* Tasks and exercises:
**A)** List every year mentioned in the McDonnell biography.
**B)** Using the McDonnell biography, answer these questions:
(i) What did McDonnell study at the University of Illinois at Urbana–Champaign?
(ii) How many goals did she score for Boston Renegades in the 2008 W-League season?
(iii) When did the Red Stars release her?
**C)** Pick up the McDonnell biography after its last sentence and keep writing it.
─── Passage ───
Mary Therese McDonnell (born 26 August 1986), is an Irish American soccer defender. She is a Republic of Ireland women's national football team player. After being released from St. Louis Athletica's preseason training camp in March 2010, she rejoined the Chicago Red Stars for 2011.

College career
McDonnell attended Carl Sandburg High School then spent four years at the University of Illinois at Urbana–Champaign studying speech and hearing sciences. In 2012, she played for the University of Illinois College of Law Club team, Learned Foot, in the Chamapign County Soccer League helping the Learned Foot win the title.

Club career
After graduating McDonnell played for Boston Renegades in the 2008 W-League season, scoring four goals in five games.

McDonnell was assigned to Sky Blue FC in the 2009 WPS Draft. However, she was released the week before the squads were finalised and instead joined Chicago Red Stars as a developmental player. In July 2009 McDonnell played for the Irish national team against her Chicago Red Stars club side in an exhibition game at the Sports Complex at Benedictine University. The Red Stars released McDonnell in September 2009.
─── Listed entries ───
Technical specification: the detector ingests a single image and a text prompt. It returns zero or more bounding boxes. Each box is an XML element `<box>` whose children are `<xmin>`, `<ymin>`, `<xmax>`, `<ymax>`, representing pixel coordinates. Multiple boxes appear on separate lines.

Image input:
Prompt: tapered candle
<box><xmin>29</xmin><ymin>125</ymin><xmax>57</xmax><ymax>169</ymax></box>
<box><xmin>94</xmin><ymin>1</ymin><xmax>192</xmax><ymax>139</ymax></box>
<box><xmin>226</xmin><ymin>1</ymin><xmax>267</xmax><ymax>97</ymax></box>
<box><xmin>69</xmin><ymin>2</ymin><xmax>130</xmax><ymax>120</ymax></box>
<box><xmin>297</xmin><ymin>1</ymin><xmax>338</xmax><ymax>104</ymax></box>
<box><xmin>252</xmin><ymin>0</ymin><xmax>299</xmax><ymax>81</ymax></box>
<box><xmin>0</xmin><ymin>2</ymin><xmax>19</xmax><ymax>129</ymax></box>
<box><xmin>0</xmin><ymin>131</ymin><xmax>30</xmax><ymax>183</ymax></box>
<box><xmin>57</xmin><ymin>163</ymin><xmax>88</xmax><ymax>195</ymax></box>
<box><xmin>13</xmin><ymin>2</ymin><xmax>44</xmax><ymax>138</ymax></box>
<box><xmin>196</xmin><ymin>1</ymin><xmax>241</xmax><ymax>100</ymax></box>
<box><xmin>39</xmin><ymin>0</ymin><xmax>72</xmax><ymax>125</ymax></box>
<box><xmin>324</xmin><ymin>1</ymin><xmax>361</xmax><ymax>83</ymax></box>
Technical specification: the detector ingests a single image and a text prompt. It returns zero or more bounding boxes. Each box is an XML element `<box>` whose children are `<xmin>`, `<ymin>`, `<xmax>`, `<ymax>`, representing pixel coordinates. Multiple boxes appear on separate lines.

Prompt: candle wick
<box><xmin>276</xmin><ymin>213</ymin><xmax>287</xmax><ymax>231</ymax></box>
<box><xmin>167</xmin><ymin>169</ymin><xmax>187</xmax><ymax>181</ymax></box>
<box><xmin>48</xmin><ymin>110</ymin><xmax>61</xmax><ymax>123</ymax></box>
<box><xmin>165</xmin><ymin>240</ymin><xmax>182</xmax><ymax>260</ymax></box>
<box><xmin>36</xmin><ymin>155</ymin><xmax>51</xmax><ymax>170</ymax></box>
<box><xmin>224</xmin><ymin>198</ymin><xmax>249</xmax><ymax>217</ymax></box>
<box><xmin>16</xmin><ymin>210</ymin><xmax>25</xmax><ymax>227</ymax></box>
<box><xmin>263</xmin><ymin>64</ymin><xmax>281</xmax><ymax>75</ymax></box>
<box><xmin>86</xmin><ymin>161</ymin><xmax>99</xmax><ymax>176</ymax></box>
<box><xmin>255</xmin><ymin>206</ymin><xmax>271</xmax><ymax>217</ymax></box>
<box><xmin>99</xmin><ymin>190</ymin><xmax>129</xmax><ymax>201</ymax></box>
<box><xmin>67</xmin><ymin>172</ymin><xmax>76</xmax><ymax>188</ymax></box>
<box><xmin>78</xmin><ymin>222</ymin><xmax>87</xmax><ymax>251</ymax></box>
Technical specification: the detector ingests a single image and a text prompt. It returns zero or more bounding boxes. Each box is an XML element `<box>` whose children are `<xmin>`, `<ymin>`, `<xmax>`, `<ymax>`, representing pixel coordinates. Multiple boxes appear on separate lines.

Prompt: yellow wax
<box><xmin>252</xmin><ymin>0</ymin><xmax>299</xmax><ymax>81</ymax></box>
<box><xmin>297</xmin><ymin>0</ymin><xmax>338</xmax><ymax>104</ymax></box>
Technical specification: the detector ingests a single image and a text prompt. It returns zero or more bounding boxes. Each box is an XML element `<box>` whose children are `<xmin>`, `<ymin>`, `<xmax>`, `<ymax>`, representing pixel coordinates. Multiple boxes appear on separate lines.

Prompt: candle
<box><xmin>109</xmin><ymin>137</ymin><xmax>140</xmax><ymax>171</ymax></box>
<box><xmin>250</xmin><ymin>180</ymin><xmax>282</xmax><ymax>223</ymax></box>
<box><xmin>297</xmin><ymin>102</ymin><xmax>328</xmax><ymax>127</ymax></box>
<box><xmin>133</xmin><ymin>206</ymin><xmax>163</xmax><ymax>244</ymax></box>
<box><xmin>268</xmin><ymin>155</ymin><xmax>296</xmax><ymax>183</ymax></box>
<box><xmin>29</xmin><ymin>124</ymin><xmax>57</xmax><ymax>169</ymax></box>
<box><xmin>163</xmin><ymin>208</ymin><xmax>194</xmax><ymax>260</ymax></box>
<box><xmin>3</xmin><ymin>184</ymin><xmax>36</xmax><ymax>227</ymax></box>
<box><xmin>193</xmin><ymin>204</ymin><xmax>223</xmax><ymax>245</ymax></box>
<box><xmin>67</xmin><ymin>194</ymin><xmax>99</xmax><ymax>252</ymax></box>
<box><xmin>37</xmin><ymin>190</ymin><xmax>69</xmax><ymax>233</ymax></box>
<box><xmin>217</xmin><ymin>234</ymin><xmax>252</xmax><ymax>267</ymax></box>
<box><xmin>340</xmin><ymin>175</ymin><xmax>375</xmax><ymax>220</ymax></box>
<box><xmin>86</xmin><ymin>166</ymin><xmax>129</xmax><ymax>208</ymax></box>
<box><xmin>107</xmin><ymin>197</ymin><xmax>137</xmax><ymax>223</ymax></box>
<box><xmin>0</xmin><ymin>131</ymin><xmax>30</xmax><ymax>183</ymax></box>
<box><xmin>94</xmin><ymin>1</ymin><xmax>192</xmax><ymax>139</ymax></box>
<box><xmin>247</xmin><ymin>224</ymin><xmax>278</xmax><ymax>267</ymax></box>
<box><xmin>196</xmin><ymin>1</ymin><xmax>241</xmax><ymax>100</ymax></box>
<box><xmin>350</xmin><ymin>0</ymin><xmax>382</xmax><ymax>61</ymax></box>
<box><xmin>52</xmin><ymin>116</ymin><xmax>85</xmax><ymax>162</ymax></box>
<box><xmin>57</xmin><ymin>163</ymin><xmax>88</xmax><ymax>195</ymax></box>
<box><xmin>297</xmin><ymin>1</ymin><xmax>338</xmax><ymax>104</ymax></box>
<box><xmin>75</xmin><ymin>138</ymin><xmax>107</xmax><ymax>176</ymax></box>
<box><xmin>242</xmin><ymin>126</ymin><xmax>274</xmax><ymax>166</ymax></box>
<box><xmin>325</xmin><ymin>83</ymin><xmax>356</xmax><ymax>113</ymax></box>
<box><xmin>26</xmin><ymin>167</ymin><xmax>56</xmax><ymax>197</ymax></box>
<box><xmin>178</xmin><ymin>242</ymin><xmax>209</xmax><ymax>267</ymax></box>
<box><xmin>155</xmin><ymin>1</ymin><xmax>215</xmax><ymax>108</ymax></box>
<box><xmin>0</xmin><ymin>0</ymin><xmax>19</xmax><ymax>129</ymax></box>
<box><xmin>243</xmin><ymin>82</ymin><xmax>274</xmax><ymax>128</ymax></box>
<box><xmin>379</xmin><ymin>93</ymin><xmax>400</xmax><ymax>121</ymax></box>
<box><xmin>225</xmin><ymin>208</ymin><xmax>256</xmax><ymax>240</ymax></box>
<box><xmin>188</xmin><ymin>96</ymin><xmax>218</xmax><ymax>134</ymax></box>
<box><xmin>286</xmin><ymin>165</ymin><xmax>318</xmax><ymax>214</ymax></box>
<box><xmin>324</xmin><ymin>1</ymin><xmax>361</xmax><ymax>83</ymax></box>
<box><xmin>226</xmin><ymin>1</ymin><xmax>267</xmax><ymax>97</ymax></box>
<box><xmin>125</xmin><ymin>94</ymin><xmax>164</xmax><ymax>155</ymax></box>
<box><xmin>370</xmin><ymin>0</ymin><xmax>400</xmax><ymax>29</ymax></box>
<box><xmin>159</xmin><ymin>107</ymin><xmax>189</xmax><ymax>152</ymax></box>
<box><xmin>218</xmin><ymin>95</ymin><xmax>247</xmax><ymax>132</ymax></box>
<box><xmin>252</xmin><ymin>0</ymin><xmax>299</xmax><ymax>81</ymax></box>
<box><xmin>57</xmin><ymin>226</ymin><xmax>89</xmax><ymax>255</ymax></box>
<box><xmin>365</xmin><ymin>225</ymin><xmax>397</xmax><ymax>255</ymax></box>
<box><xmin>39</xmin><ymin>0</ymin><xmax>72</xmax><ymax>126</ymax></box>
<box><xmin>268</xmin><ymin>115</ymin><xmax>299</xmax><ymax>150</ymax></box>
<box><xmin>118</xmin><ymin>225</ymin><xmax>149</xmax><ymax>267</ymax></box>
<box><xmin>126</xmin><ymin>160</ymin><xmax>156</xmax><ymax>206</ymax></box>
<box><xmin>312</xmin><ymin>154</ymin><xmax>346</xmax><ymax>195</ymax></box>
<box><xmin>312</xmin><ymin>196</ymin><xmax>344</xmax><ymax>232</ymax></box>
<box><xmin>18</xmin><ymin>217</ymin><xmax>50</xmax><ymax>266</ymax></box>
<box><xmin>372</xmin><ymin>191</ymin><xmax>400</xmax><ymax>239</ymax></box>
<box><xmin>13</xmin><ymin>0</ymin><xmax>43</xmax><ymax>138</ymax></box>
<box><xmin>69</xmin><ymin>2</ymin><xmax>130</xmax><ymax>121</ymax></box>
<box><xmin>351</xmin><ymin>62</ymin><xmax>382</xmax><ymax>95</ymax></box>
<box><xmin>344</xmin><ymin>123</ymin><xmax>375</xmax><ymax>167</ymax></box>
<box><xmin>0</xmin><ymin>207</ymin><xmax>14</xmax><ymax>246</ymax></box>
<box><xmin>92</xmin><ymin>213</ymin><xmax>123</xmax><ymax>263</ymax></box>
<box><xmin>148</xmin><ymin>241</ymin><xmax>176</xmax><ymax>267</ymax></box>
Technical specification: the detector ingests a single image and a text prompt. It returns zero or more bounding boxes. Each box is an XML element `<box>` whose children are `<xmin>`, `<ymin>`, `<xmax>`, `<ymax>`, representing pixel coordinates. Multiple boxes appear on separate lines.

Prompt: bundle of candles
───
* Per-task outputs:
**A)** 1986, 2008, 2009, 2010, 2011, 2012

**B)**
(i) Speech and hearing sciences
(ii) Four goals, in five games
(iii) September 2009

**C)**
She then attended St. Louis Athletica's preseason training camp,

International career
McDonnell first appeared for the Republic of Ireland in three friendly games against the United States in September 2008. She said, "After college I played in Boston for a summer and it turned out my coach was Irish. He literally walked up to us on the practice field and asked if any of us were Irish, and one thing led to another. It’s been great." Mary Therese and elder sister Shannon featured in Ireland's qualifying campaigns for Euro 2009 and World Cup 2011. Daughters of Ian and Jean McDonnell, their eligibility for the Irish team derived from their grandfather; who was from Foxford.

Both sisters were called up to the national squad in August 2011, ahead of the Euro 2013 qualifying series.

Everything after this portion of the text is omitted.